## Your goal
In the entries below, every line that contains "grass" must be located and copied.

START Records to process

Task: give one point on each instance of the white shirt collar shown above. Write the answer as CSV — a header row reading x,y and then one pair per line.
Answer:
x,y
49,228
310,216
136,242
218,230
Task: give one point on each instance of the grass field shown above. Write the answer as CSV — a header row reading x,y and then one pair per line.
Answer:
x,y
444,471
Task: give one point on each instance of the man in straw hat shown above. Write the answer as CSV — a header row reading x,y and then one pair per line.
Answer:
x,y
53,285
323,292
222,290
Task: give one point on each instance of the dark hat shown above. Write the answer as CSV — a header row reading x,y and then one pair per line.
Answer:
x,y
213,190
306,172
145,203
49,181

END Records to process
START Records to process

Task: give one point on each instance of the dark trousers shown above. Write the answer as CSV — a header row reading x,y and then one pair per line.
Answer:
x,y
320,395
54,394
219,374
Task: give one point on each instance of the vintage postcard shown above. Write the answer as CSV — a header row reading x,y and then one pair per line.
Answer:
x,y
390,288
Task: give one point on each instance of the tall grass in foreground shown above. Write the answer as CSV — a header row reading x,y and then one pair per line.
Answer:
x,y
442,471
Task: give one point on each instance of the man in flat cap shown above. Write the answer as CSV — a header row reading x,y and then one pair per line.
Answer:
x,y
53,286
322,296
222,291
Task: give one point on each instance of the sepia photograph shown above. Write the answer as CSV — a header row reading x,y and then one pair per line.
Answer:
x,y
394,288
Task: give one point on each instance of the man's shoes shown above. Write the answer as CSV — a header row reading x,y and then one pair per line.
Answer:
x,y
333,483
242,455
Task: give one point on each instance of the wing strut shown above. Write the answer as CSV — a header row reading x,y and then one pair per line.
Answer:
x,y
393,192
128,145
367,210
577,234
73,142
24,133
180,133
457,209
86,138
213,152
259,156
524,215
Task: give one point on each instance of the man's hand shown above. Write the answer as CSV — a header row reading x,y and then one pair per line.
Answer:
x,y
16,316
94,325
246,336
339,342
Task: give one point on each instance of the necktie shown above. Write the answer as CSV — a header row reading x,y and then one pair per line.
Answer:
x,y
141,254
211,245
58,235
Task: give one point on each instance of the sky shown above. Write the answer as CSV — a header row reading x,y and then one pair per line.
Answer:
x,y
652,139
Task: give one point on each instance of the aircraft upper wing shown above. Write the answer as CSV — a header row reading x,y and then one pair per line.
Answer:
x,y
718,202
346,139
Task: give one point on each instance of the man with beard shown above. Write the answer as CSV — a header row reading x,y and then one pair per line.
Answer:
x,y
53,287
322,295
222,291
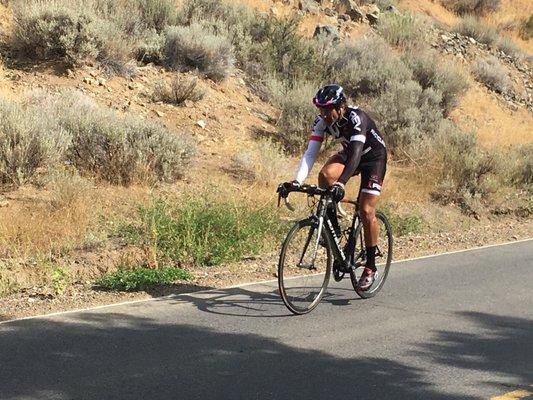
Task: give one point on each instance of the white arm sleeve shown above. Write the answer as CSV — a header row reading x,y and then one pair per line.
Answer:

END Records to process
START Records to process

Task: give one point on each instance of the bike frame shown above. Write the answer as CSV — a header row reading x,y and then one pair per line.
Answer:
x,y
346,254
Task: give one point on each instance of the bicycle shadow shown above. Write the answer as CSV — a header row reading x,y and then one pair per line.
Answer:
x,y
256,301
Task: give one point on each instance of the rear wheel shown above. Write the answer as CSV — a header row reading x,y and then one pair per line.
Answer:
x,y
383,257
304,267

END Records to process

## Answer section
Task: give one point on each instance of the grass field shown above. Write the answer as CSV — a header row reading x,y and then one pair per line.
Task: give one point on each instance of the tall grass in foreground shown above. Write the answer as CSV — a header row reading x,y and then one pair per line.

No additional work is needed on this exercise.